[Task instructions]: Any picture in the entries is to be skipped, while everything else is transcribed word for word.

- - -

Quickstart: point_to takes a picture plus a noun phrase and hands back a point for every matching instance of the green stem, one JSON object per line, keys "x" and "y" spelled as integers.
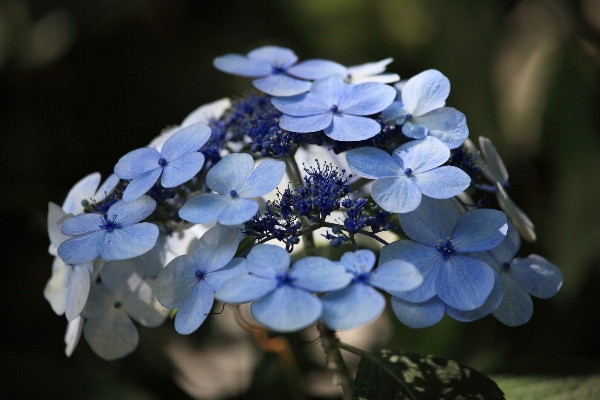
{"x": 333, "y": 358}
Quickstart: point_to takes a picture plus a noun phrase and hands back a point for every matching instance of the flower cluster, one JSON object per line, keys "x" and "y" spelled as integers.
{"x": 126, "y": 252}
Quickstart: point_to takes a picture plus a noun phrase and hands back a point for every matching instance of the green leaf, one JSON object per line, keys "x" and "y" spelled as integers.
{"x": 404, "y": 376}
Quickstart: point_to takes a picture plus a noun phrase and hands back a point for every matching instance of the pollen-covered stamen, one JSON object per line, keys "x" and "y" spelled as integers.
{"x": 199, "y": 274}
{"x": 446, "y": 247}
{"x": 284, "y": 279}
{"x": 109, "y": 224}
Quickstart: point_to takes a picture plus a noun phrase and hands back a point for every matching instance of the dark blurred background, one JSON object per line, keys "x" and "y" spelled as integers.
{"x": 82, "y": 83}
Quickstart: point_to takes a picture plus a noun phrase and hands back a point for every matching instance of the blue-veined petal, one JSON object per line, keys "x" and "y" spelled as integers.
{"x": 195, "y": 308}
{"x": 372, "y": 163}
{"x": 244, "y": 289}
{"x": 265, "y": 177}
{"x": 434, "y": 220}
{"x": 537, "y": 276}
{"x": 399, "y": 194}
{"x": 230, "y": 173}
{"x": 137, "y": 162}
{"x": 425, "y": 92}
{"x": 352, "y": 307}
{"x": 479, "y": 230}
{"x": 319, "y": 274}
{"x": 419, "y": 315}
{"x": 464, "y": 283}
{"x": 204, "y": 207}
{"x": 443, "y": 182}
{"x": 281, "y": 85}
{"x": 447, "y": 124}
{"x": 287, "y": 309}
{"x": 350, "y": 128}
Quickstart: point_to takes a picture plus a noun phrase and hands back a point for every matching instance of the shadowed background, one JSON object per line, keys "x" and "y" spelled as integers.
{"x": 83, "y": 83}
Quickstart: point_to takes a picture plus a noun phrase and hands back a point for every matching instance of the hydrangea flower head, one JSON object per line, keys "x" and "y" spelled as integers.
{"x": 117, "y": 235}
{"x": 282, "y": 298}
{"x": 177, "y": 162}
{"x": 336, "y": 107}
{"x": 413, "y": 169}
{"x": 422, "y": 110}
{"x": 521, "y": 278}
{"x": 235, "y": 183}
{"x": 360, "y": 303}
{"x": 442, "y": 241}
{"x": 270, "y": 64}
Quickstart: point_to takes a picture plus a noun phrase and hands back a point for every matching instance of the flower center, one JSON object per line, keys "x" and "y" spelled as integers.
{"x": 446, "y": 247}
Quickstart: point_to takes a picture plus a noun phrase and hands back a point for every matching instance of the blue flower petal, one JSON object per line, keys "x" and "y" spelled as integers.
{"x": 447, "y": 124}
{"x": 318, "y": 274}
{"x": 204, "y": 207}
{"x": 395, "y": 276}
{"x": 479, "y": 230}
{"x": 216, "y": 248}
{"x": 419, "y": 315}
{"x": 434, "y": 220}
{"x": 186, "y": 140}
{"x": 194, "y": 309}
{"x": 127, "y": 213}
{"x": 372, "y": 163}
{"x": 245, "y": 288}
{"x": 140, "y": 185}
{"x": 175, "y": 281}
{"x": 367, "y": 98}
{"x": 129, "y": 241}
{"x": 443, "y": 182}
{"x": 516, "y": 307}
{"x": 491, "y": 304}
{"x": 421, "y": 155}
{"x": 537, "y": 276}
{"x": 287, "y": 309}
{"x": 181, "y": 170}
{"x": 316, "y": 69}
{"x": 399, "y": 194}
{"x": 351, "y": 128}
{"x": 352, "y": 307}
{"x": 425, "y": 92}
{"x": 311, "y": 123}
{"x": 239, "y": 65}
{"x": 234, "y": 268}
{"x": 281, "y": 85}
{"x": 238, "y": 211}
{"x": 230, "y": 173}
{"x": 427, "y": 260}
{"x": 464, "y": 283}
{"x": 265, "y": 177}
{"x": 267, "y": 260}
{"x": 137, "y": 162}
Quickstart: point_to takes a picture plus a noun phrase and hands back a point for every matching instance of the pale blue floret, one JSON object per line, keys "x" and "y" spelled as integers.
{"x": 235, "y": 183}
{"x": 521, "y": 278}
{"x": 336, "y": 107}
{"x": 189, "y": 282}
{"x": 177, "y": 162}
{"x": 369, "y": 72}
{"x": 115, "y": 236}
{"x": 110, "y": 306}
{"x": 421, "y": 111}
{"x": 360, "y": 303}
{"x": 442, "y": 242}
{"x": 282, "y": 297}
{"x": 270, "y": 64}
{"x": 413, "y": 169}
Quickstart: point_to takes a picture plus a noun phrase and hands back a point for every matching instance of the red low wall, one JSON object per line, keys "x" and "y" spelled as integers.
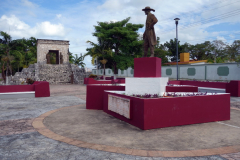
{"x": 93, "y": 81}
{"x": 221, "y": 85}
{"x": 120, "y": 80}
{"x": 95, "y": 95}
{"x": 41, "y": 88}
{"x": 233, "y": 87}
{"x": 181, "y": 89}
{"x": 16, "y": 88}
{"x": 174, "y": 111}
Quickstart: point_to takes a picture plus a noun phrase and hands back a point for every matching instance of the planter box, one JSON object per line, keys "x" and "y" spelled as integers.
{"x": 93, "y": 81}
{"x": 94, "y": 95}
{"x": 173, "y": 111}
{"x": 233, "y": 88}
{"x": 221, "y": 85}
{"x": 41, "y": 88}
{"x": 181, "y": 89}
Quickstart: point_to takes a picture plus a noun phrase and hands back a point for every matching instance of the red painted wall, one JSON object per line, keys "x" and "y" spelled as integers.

- - -

[Written answer]:
Quickstart: point_to takes a picture plus a noun phrase and hands back a point for every matching instance of the green stem, one JSON object per line, keys "x" and "y" spelled as integers.
{"x": 333, "y": 358}
Quickstart: point_to takes a picture plus a noun phrase and hands back a point for every matching instance of the flower cluster, one JSON object per line, keys "x" and "y" spelled as integers.
{"x": 126, "y": 252}
Quickstart: point_to takes a picture plus a noun phrase and hands back a point for every matching instance of the green leaf, one JSON object per line, keys "x" and "y" spelled as integers.
{"x": 404, "y": 376}
Quickstart: point_to takes a picture plus a noun phrase and hands back a point for every matching instance of the pollen-covered stamen, one JSON object per line, keys "x" and "y" spelled as integers.
{"x": 199, "y": 274}
{"x": 446, "y": 247}
{"x": 284, "y": 279}
{"x": 109, "y": 224}
Quickstart: point_to takes a picture plus a noun phrase and hands back a point for every matching instance of the dark blurred background, one JSON object per line, keys "x" and "y" spelled as integers.
{"x": 82, "y": 83}
Quickstart: point_to takes a picture plus a noun phrase and hands back a point for every matching instance of the blue-veined petal, one JSON object per line, keys "x" and "y" spelled as integers.
{"x": 195, "y": 308}
{"x": 372, "y": 163}
{"x": 244, "y": 289}
{"x": 265, "y": 177}
{"x": 434, "y": 220}
{"x": 537, "y": 276}
{"x": 399, "y": 194}
{"x": 230, "y": 173}
{"x": 137, "y": 162}
{"x": 425, "y": 92}
{"x": 352, "y": 307}
{"x": 479, "y": 230}
{"x": 319, "y": 274}
{"x": 419, "y": 315}
{"x": 464, "y": 283}
{"x": 204, "y": 207}
{"x": 443, "y": 182}
{"x": 281, "y": 85}
{"x": 447, "y": 124}
{"x": 287, "y": 309}
{"x": 350, "y": 128}
Quickstart: point_to takes a picture plus a noun phrase and hands back a point for every matching instance of the shadowed background, one JSON object per line, keys "x" and "y" spelled as integers.
{"x": 83, "y": 83}
Quickstart: point_to takes a picture plus a noun phrase and hands back a point for every matching instance of the hydrangea flower head, one JSON object per line, keys "x" and "y" spelled as integers.
{"x": 117, "y": 235}
{"x": 282, "y": 298}
{"x": 177, "y": 162}
{"x": 336, "y": 107}
{"x": 413, "y": 169}
{"x": 422, "y": 110}
{"x": 521, "y": 278}
{"x": 235, "y": 183}
{"x": 360, "y": 303}
{"x": 442, "y": 241}
{"x": 270, "y": 64}
Quickstart: point_to takes a picture plus a noun phrase and hands back a point for every matching instance of the flower center, one JSON object per line, keys "x" and "y" spelled as integers.
{"x": 446, "y": 247}
Quickstart: point_to takes a picture plus a noun phrase and hands back a point for every matching instance of the blue flower petal, one JSON object per line, keys "x" and "y" spelled as integers.
{"x": 447, "y": 124}
{"x": 318, "y": 274}
{"x": 204, "y": 207}
{"x": 395, "y": 276}
{"x": 479, "y": 230}
{"x": 216, "y": 248}
{"x": 419, "y": 315}
{"x": 434, "y": 220}
{"x": 186, "y": 140}
{"x": 194, "y": 309}
{"x": 127, "y": 213}
{"x": 372, "y": 163}
{"x": 245, "y": 288}
{"x": 140, "y": 185}
{"x": 175, "y": 281}
{"x": 367, "y": 98}
{"x": 129, "y": 241}
{"x": 443, "y": 182}
{"x": 516, "y": 307}
{"x": 491, "y": 304}
{"x": 421, "y": 155}
{"x": 537, "y": 276}
{"x": 287, "y": 309}
{"x": 181, "y": 170}
{"x": 316, "y": 69}
{"x": 399, "y": 194}
{"x": 351, "y": 128}
{"x": 352, "y": 307}
{"x": 425, "y": 92}
{"x": 311, "y": 123}
{"x": 239, "y": 65}
{"x": 234, "y": 268}
{"x": 281, "y": 85}
{"x": 238, "y": 211}
{"x": 230, "y": 173}
{"x": 427, "y": 260}
{"x": 464, "y": 283}
{"x": 265, "y": 177}
{"x": 267, "y": 260}
{"x": 137, "y": 162}
Quickstart: point_to takes a picture plus a noun phrase and hands back a point for every matching instance of the pale blue floret, one JSON object per line, keys "x" and "y" spelled as integers.
{"x": 235, "y": 183}
{"x": 521, "y": 278}
{"x": 336, "y": 107}
{"x": 189, "y": 282}
{"x": 177, "y": 162}
{"x": 369, "y": 72}
{"x": 115, "y": 236}
{"x": 110, "y": 306}
{"x": 421, "y": 111}
{"x": 360, "y": 303}
{"x": 442, "y": 242}
{"x": 282, "y": 297}
{"x": 270, "y": 64}
{"x": 413, "y": 169}
Quickstart: point_to takes a picture plus a noun phrase and hands back a point for every matching instance of the red low wall, one JSON object per line, keys "x" and "y" spelled as integers.
{"x": 93, "y": 81}
{"x": 221, "y": 85}
{"x": 120, "y": 80}
{"x": 95, "y": 95}
{"x": 41, "y": 88}
{"x": 233, "y": 87}
{"x": 181, "y": 89}
{"x": 16, "y": 88}
{"x": 174, "y": 111}
Quickstart: point_to takes a picture plus a noun phrase and hands back a point for every matching instance of the planter box, one JSON object per line, keys "x" and "y" spelled as integers.
{"x": 93, "y": 81}
{"x": 94, "y": 95}
{"x": 173, "y": 111}
{"x": 233, "y": 88}
{"x": 221, "y": 85}
{"x": 41, "y": 88}
{"x": 181, "y": 89}
Quickstart: point_to takes a picture plus a noun phrase and hands back a point for every matching instance of the red painted wall, one JSON object per line, keys "x" and "y" spelled as integers.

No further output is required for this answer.